* **Dataset content**

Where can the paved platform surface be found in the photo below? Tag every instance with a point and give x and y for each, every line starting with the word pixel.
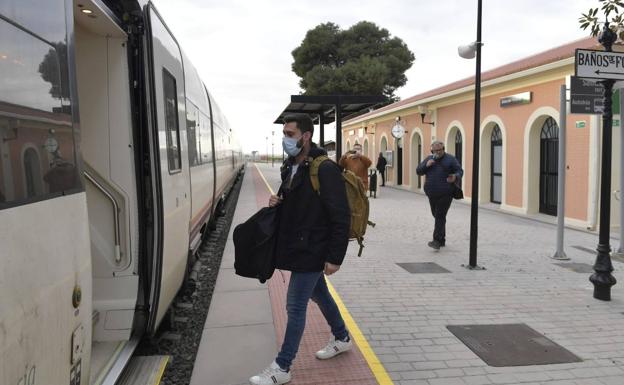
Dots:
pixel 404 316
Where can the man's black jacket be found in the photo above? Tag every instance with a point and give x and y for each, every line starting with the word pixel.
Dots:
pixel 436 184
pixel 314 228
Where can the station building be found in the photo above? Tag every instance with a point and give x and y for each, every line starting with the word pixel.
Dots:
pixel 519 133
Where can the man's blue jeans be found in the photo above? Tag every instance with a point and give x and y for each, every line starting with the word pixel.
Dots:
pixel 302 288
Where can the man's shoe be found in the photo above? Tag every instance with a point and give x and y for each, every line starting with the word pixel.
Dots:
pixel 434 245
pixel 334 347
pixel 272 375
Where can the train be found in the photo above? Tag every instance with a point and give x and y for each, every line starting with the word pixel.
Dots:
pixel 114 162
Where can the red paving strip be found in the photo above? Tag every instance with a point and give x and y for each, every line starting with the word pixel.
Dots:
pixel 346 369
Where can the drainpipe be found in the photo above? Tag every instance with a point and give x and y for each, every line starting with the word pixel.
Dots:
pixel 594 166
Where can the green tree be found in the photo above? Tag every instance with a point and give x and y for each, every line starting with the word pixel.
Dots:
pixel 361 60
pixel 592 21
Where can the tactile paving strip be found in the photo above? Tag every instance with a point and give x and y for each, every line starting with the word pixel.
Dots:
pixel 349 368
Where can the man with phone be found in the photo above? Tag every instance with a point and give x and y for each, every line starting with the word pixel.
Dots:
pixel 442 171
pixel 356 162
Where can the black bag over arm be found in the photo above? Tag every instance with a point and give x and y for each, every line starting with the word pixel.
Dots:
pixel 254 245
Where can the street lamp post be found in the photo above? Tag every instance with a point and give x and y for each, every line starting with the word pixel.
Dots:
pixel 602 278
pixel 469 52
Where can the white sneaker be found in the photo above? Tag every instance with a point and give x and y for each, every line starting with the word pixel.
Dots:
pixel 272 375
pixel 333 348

* **Exercise brief**
Copy out all of the records above word for word, leaving the pictures out.

* **The solution**
Where can the paved platform surface be found in the photo below? Tag every instance with a point and give x and y for each, every line starting with the word pixel.
Dots:
pixel 404 316
Where can the man's black jacket be found in the photo above? Tag every instance with a point and give x and y for each, every line starting with the word pixel.
Dots:
pixel 436 184
pixel 314 228
Where can the station building be found in the photo above? Tag every instance with a point and give x and y for each, every line starting with the word pixel.
Dots:
pixel 519 133
Where can the man's blue jeans be found in the photo above? Tag every instance with a point and give x and y for each, every line starting with the word pixel.
Dots:
pixel 302 288
Where can the man's shoe be found in the photo above? Tag every instance with a point and give x and y for each, every line starting with the word pixel.
Dots:
pixel 434 245
pixel 334 347
pixel 272 375
Where can the train be found in the photo above? Tag every instance with a point and give x and y for each, every line starting with the word pixel.
Dots:
pixel 114 162
Where can the red paving strip be found in the photo above? Tag every instance with a point and give x and y for each, every line starting with the word pixel.
Dots:
pixel 346 369
Where can the drainpipe be found in the photo above? Tag every instance with a point and give x and y for each, every line starting with the word pixel.
Dots:
pixel 594 166
Where can the green tree be found in the photo above? Tag every instance with a point and give x and y for each, every line starting with the word pixel.
Dots:
pixel 361 60
pixel 592 21
Where can the tactile paving strip be found in the photo above? Tag every instance with a point and give x and y for each, every line starting with the word pixel.
Dots:
pixel 349 368
Where can the man with phone be found in the photo above? Tag every instance with a point and give x and y for each, every line starting with the word pixel.
Dots:
pixel 442 171
pixel 356 162
Where can the black bag over arm be found in the photo above? Tag every instance with a point and give x and y for each, every line starting with the word pixel.
Dots:
pixel 254 245
Where can the street lamp post be found in the photo above? Tag every instance with a point and give x and y for each, every line starting with the word pixel.
Dots:
pixel 602 278
pixel 469 52
Where can the white sneaker be found in the photo above? Tag every instance with a point and give x and y for each, every line starting with the word pixel.
Dots:
pixel 272 375
pixel 333 348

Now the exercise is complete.